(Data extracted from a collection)
++++++++++++++++++++
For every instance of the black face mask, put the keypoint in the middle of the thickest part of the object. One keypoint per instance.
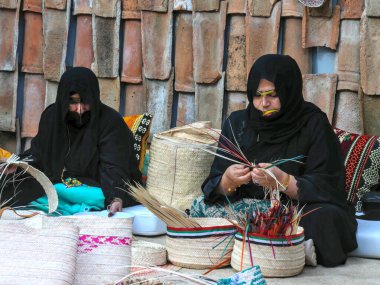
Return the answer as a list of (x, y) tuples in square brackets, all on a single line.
[(78, 120)]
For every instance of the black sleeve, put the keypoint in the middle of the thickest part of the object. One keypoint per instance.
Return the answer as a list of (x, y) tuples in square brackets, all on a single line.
[(219, 166), (117, 164), (324, 178)]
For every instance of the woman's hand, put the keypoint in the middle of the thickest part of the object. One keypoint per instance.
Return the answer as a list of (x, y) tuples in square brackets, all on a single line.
[(261, 178), (115, 206), (234, 176)]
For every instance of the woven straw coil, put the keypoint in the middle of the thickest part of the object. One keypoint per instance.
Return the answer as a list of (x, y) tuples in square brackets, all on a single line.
[(37, 256), (148, 254), (178, 165), (202, 252), (107, 262), (289, 260)]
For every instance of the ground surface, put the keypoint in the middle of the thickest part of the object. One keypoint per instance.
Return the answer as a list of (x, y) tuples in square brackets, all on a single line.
[(359, 271)]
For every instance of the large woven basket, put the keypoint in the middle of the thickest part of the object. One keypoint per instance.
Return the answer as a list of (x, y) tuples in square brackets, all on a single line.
[(276, 256), (37, 256), (104, 250), (178, 165), (148, 254), (201, 248)]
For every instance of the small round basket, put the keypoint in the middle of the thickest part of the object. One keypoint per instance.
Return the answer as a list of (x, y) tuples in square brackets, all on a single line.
[(203, 247), (148, 254), (276, 256)]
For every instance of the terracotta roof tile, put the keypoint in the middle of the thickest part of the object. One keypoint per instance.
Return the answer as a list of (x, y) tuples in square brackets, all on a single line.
[(32, 59), (321, 31), (55, 4), (34, 104), (370, 114), (184, 73), (135, 99), (186, 108), (348, 56), (260, 8), (369, 55), (208, 44), (153, 5), (236, 78), (107, 8), (130, 9), (132, 52), (292, 44), (236, 101), (55, 25), (157, 34), (82, 7), (205, 6), (110, 92), (320, 89), (9, 4), (323, 11), (372, 8), (347, 113), (51, 92), (183, 5), (9, 20), (209, 102), (33, 6), (159, 102), (351, 9), (106, 46), (8, 100), (292, 8), (262, 35), (84, 52)]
++++++++++++++++++++
> _EXERCISE_
Quote the data from the line with "For every instance of the black sleeve, put" up to and including the line with "262), (289, 260)]", reproducing each line without change.

> _RESULT FOR THIS TASK_
For every instance of the black sleeve, put the keypoint in the middle of the thickest part of the object. One keypoint per instance.
Return the answer as a list of (x, y) tuples in square brackets, all on a single line.
[(219, 166), (117, 164), (324, 178)]
For every instance of the woman's hand, put the keypoint in the middle of the thickest part of the object. One keypoint per instance.
Return the answer as a list of (x, y) tuples in square brackets, all on a single line.
[(261, 178), (115, 206), (234, 176)]
For every instance of the woven straw coil, put the keypoint in the middle of the thickest part of the object. One keypoint per instance.
Return the answer as a list of (x, y) tuples in square brackets, all on a single line.
[(37, 256), (148, 254), (178, 165), (202, 252), (107, 262), (289, 260)]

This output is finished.